• [Goal of the exercise]:
Copy out the records from the line with "the white fur" to the line with "Target: dog's hind leg", both lines included and requests kept as they are. Multiply each answer coordinate by 2.15 and round to whole numbers (halves up), leaving every number in the requests unchanged.

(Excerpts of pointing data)

######

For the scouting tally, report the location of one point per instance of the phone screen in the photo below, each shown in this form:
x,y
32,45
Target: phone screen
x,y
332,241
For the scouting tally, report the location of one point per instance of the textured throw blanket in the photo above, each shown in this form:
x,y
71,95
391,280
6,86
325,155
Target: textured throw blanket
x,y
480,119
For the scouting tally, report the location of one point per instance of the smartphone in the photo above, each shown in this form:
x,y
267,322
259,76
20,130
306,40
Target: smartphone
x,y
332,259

######

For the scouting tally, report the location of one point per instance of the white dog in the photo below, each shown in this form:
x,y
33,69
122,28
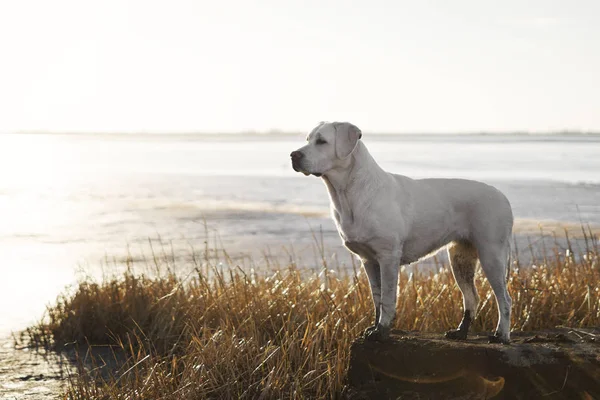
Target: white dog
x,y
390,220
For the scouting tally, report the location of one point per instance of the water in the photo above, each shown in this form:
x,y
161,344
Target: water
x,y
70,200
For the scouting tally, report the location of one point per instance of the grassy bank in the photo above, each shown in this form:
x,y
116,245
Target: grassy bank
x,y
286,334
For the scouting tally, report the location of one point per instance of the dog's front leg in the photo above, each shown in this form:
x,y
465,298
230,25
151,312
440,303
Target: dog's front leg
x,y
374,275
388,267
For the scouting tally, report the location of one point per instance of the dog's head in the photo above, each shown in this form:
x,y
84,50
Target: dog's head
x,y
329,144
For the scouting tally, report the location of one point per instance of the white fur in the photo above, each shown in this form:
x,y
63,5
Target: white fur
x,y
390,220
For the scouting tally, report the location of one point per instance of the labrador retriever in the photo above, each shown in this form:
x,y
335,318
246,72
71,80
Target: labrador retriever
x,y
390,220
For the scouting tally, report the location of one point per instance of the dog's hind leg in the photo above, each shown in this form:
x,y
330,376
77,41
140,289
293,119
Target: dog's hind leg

######

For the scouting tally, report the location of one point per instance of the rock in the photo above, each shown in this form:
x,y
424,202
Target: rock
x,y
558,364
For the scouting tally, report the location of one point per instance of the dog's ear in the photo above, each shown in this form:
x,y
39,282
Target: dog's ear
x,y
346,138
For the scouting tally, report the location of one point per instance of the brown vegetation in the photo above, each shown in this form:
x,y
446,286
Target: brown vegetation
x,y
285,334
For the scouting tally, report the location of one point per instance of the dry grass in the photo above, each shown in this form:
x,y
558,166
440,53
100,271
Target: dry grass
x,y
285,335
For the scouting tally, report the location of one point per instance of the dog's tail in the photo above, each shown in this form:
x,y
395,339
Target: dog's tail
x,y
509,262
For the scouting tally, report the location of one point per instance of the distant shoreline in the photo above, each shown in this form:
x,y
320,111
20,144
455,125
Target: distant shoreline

######

• [The response]:
For the scouting tally, report the location of one point per instance of the white fur in the photo above, each shown in this form:
x,y
63,5
Target: white fur
x,y
839,473
For the scouting tally, report the location of one point per instance of the labrador retriever in the photo above, each shown in this form:
x,y
335,318
246,72
71,80
Target: labrador retriever
x,y
839,473
For the scouting tally, report the location of one point per instance of the dog's hind leg in the photo above, each shown in this form:
x,y
330,376
77,41
140,289
293,119
Target: dog's hind leg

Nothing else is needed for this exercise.